Data entries
== Segment start ==

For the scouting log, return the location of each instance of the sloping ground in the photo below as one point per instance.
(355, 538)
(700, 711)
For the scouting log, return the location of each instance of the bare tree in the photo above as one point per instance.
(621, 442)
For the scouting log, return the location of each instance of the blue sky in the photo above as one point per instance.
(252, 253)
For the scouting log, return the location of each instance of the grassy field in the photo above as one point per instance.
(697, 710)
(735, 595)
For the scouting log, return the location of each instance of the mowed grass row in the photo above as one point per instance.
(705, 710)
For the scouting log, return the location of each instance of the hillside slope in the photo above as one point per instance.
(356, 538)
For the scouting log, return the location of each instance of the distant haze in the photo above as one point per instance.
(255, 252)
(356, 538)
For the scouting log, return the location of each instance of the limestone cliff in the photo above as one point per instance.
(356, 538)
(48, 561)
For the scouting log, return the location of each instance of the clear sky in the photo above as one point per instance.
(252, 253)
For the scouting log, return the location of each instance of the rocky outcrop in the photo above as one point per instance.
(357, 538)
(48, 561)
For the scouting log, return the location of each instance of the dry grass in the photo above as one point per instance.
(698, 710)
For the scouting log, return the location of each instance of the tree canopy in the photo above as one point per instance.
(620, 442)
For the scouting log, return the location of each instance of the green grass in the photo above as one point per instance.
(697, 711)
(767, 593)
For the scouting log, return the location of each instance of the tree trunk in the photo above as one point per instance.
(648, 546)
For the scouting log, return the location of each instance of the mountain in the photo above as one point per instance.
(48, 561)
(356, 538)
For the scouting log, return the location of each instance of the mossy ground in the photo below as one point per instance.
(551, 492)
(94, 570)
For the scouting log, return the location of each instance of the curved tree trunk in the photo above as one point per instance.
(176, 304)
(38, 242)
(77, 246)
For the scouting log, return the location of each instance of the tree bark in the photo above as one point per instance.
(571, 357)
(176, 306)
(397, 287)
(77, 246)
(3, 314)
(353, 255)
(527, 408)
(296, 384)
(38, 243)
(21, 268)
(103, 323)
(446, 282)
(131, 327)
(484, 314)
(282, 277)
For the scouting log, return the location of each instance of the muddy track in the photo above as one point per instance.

== Segment end ==

◆ TASK TO CARRY OUT:
Reproduce the records above in full and with exact wording.

◆ EXERCISE SOLUTION:
For the scouting log, return the location of each instance of the sloping ground in the photo below as one point per instance.
(355, 538)
(700, 711)
For the scouting log, return the location of each instance of the bare tree in the photo above as one point per instance.
(621, 442)
For the scouting log, return the location of each instance of the blue sky in the photo above as one point per instance.
(252, 253)
For the scouting log, return the location of each instance of the grassy field in the photo above as one point per instance.
(697, 710)
(735, 595)
For the scouting log, return the location of each instance of the mowed grass row in the photo above as one point per instance.
(705, 710)
For the scouting log, return the location of each instance of the hillside slope in the photo above as one point per instance.
(356, 538)
For the scouting log, return the location of each instance of the distant haze in the photo above as one point per instance.
(255, 252)
(356, 538)
For the scouting log, return the location of each instance of the limestone cliff in the photo above as one point per instance.
(356, 538)
(48, 561)
For the scouting log, return the location of each instance of the clear sky in the photo above as one point per instance.
(252, 253)
For the scouting log, return the location of each instance of the rocky outcrop in the photo above as one point per instance.
(357, 538)
(48, 561)
For the scouting log, return the location of each instance of the dry grass in the photo above as one point per instance.
(698, 710)
For the scouting log, return the location of each instance of the tree canopy in the photo above as one point per instance.
(620, 442)
For the scouting log, return the location of each instance of the green grass in the photo above as one point per instance.
(697, 711)
(767, 593)
For the scouting log, return the location of each instance of the tree trunk in the photo above as one point per instance.
(648, 546)
For the scouting log, return the location of each instance of the mountain in the photo above as one point per instance.
(48, 561)
(356, 538)
For the scouting log, return the location of each instance of the mossy ground in the photo below as one point per instance.
(551, 492)
(94, 570)
For the scouting log, return the location of each instance of the curved tree trunk in the photo above as one point per instance.
(176, 304)
(38, 242)
(77, 246)
For the scouting log, return the location of each instance of the tree bark in the photo above as one point per instance.
(571, 357)
(176, 306)
(397, 287)
(77, 246)
(3, 314)
(353, 255)
(527, 408)
(296, 384)
(38, 243)
(21, 268)
(103, 323)
(446, 282)
(131, 327)
(484, 314)
(282, 277)
For the scouting log, return the location of each instance of the muddy track in the photo above as one point per instance.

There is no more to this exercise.